> **Exercise description**
Report every line in the items below that contains the string "nose", copying each such line in full.

- - -

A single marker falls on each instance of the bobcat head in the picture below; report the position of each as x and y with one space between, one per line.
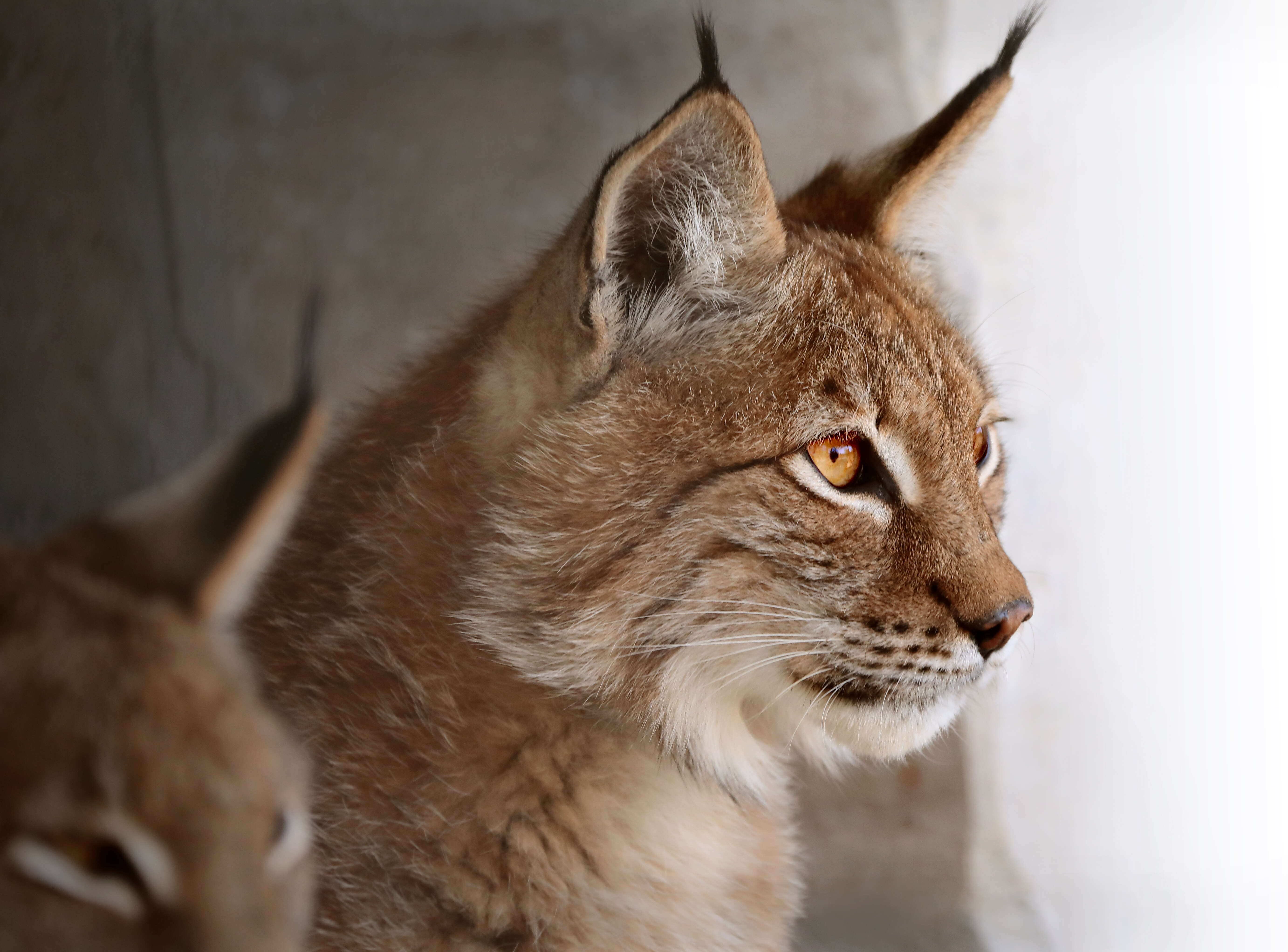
744 475
149 801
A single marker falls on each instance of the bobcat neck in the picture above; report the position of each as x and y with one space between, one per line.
459 803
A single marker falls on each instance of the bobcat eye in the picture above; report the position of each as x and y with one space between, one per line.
838 457
293 836
86 868
983 446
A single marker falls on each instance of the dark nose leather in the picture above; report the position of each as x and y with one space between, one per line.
995 632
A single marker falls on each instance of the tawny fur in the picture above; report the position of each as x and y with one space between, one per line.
149 798
562 604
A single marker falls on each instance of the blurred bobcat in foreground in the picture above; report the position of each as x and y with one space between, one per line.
718 480
149 801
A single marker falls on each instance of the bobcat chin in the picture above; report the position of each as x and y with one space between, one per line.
717 482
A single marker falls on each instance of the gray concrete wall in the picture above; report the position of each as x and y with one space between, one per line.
175 177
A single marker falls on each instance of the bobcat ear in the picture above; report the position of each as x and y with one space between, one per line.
683 208
875 197
204 537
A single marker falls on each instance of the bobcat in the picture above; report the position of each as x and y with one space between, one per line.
149 801
714 483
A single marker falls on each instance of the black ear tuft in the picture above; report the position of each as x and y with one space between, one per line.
1015 38
708 53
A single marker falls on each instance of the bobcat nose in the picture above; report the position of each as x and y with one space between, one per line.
991 635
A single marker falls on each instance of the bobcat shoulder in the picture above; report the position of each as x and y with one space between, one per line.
718 482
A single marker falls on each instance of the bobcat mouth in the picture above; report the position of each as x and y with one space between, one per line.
873 690
856 689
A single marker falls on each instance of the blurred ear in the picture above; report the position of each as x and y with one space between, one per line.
683 210
204 537
878 197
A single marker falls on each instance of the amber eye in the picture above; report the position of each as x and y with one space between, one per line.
838 459
982 446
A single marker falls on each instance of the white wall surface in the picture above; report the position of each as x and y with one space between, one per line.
1126 217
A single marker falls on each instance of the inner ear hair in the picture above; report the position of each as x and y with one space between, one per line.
690 200
873 199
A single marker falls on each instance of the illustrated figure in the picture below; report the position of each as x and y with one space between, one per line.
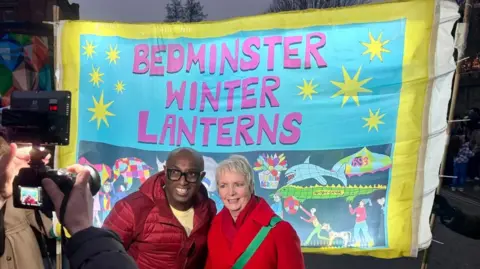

- - -

> **Solution to the exercise**
A single marker falls on each instance of the dark nose leather in the picture above; report the position of each as x and y with one space between, one per line.
A single marker falls on each instance of the bobcat nose in the picture above; report the position of each as x and y with one space between, one per line.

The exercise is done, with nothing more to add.